OBJETIVOS:
a – Traduce al inglés, por favor, esta oración del fragmento sobre la verdad y el juicio: «En el acto de juzgar se afirma que es lo que es y que no es lo que no es.»
b – Continúa el fragmento sobre la verdad y el juicio a partir de su última oración.

FRAGMENTO:

**********

XII. Conocimiento divino de las criaturas

114. ––La verdad, en el sentido de adecuación o conformidad del entendimiento con la realidad, se encuentra en el juicio, que compone o divide. En el acto de juzgar se afirma que es lo que es y que no es lo que no es. El lugar de la verdad es el juicio, porque: «el entendimiento puede conocer su conformidad a la cosa inteligible, pero no la aprehende en tanto conoce la esencia de las cosas, sino cuando juzga que la cosa es tal como la forma que aprehende y entonces es cuando primeramente conoce y dice la verdad»[1]. Advertía Aristóteles que: «Lo falso y lo verdadero no están en las cosas (…) sino tan sólo en la mente, pero tratándose de la aprehensión de lo simple o de la definición, tampoco están en la mente»[2]. Están en el acto de comprender o de simple aprehensión, en el que ni se afirma ni se niega nada. Si se hace en el acto de pensar o juzgar.

**********

DATOS DISPONIBLES:

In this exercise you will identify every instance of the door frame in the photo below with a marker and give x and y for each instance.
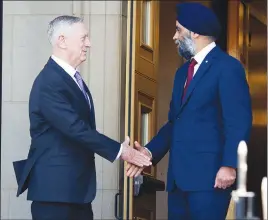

**********

RESPUESTAS DEL EJERCICIO:
a – In the act of judging, one affirms that what is, is, and that what is not, is not.

b –
La adecuación de lo entendido con la realidad se da primeramente en el concepto, manifestador de la misma, pero en esta primera operación intelectual de simple aprehensión no se conoce la adecuación. En cambio, en la segunda, el juicio, se conoce su conformidad de la realidad, porque la unión o separación de conceptos se hace respecto a la realidad. En este sentido se hace una especie de reflexión o vuelta del entendimiento sobre sí. Por ello: «La perfección del entendimiento es lo verdadero en cuanto conocido. Por consiguiente, hablando con propiedad, la verdad está en el entendimiento que compone y divide y no en el sentido ni en el entendimiento cuando conoce lo que una cosa es»[3].

Si, como también dice Santo Tomás, en la Suma contra los gentiles: «el conocimiento del entendimiento divino no se realiza a la manera de un entendimiento que compone y divide», ¿se puede inferir que debe excluirse de Dios la verdad?

––Aunque a Dios no se le pueda atribuir la operación del juicio, la verdad enunciada en el juicio es conocida por Dios, porque: «la verdad pertenece a lo que el entendimiento dice y no a la operación con que lo dice».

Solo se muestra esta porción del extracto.